▶ Texto fornecido
§
19.7.    Com base noutro exemplo, já com um grau maior de complexidade, até podemos sugerir formas de resolução deste problema que reputamos mais adequadas.

           Suponhamos que uma sociedade que até ao final de N-1 não era uma S.G.P.S. e cujo ativo era, no final desse ano, de €100 milhões, sendo o passivo remunerado de € 20 milhões, repartindo-se o restante financiamento do ativo por capitais próprios e por passivos não remunerados. No início de N, transformou-se em SGPS, sendo no final deste ano o ativo de €150 milhões, dos quais €30 milhões correspondiam ao valor de aquisição de participações financeiras. No final do ano, o passivo remunerado era de € 40 milhões, sendo a taxa de juro anual de 5% (tendo esse passivo sido contraído logo no dia 1 de janeiro de N). Adotando uma lógica incremental, não nos chocaria como critério de imputação dos encargos financeiros a desconsiderar o acréscimo de dívida remunerada na proporção imputável às participações financeiras (30/50 x 20) multiplicada pela taxa de juro anual. Contas feitas, daria € 0,6 milhões a desconsiderar e €1,4 milhões seriam aceites como gastos fiscais. Caso se aplicasse o método da Circular nº7/2004, os encargos financeiros desconsiderados seriam de 30/150 x 2 = € 0,4 milhões.
§
▶ Segmento de dados

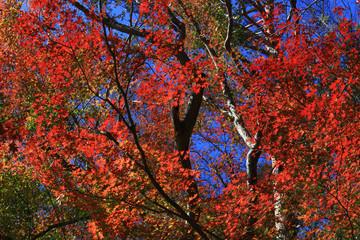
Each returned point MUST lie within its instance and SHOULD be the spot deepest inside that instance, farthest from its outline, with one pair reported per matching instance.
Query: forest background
(179, 119)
§
▶ Tarefa a realizar
No texto fornecido, de quanto seriam os encargos financeiros desconsiderados se se aplicasse o método da Circular nº7/2004? Responda numa frase, por favor.

▶ Resposta à tarefa
Os encargos financeiros desconsiderados seriam de € 0,4 milhões, resultantes do cálculo 30/150 x 2.